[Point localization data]
# # # # #

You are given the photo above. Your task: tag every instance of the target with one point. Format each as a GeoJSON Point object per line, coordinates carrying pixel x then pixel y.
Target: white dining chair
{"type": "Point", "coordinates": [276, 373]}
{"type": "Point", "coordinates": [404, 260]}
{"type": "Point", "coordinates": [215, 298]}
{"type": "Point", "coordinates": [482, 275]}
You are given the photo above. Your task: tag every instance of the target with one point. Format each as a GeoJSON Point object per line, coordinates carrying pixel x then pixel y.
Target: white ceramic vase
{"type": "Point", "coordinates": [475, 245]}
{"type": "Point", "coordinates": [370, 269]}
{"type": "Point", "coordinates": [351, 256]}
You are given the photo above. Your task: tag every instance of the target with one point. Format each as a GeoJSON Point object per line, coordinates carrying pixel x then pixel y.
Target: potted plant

# # # # #

=== Task requirements ===
Print each line, starting with the one that contains "Target: white ceramic vase" and ending with the last line of the data, exactly as it stands and with no other lines.

=== Answer ===
Target: white ceramic vase
{"type": "Point", "coordinates": [475, 245]}
{"type": "Point", "coordinates": [370, 269]}
{"type": "Point", "coordinates": [351, 256]}
You are given the photo above. Your task: tag every instance of the target with one point. Format each as a GeoJSON Point object per line, coordinates carrying pixel x then pixel y.
Target: potted plant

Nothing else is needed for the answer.